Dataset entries
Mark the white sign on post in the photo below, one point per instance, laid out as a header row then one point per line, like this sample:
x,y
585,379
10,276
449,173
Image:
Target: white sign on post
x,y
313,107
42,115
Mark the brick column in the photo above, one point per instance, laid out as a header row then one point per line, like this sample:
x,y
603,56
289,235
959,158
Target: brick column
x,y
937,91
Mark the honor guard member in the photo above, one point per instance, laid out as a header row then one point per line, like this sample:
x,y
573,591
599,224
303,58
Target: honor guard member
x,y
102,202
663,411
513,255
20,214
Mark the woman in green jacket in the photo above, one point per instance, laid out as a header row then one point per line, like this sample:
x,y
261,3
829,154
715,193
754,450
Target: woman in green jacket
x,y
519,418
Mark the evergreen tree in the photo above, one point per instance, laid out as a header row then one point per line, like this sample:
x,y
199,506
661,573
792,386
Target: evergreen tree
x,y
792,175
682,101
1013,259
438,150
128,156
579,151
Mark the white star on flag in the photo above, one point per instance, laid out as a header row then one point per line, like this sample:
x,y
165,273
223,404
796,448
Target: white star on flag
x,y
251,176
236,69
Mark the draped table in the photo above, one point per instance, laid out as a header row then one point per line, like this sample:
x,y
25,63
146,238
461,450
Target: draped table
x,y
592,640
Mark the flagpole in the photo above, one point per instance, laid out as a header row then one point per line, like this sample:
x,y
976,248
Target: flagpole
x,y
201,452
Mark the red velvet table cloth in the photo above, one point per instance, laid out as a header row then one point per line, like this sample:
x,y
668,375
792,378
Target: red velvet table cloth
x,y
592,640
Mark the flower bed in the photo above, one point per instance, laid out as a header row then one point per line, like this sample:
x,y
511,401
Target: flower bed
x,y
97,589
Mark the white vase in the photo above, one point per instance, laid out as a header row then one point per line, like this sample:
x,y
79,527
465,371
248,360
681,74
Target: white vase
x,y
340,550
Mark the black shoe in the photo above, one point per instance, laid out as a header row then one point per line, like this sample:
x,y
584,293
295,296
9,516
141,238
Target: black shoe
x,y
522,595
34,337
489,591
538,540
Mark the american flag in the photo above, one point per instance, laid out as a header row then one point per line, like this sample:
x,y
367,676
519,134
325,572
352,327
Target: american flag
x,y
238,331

▶ _THE TASK_
The response should consist of all the entries, transcribed exactly.

▶ _WRITTEN REPLY_
Mark the white sign on post in the photo below, one point per instance, laid out as a header row then one point per line, like this sample:
x,y
585,379
10,276
449,173
Image:
Target: white sign on post
x,y
313,107
42,115
Mark the brick column in the photo above, one point per instance, laid out as a header row then one point per line, like this sample:
x,y
603,56
289,235
959,158
Target: brick column
x,y
937,91
Mark the honor guard member in the photo above, one point per instance, laid out as a header row then one point per line, like this sample:
x,y
573,591
599,224
303,58
Target: honor guard member
x,y
102,202
663,411
513,255
20,214
Mark the woman in green jacket in the photo above, one point per instance, laid out as a header row then one point per line, like this sample:
x,y
261,3
829,154
715,193
754,450
Target: woman in green jacket
x,y
519,418
Mark the evergreen tree in the photo above, one point per instance, laid out as a header row then one point per line, like this sample:
x,y
199,506
661,573
792,386
Target: evergreen tree
x,y
792,175
682,101
1013,259
438,150
128,156
579,151
Mark the white star on flag in the photo above, one point per instance, laid out as a header row then one point per line, like this sample:
x,y
165,273
223,404
796,448
Target: white star on flag
x,y
251,176
236,69
Mark the draped table in the photo above, one point per instance, laid out as a header row then one point per line, like this sample:
x,y
25,63
146,238
461,450
Target: draped table
x,y
592,640
Mark the flagpole in the photo above, one point per instance, laid out as a header row then one point per line, like this sample:
x,y
976,248
Target: flagpole
x,y
201,452
Mark the red velvet table cloth in the photo above, one point per instance, laid out as a header row then one point per line, like this sample:
x,y
668,375
792,378
Target: red velvet table cloth
x,y
592,640
Mark the flower bed in the photo above, one point per instance, laid out as a header row then one point per line, like this sample:
x,y
511,401
Target: flower bed
x,y
97,589
Mark the white vase in the photo above, one point per instance, laid out as a header row then one point per line, like this sample:
x,y
79,527
465,371
248,360
681,74
Target: white vase
x,y
340,550
Mark the black shoe in the photo above, one point per instance, laid out as a header row then one point per line, like this sample:
x,y
584,293
295,296
9,516
141,238
Target: black shoe
x,y
522,595
34,337
489,591
538,540
Mark the american flag in the photo above, one point per instance, laid out as a header row then one point per line, like this sample:
x,y
367,676
519,134
325,572
352,327
Target: american flag
x,y
238,331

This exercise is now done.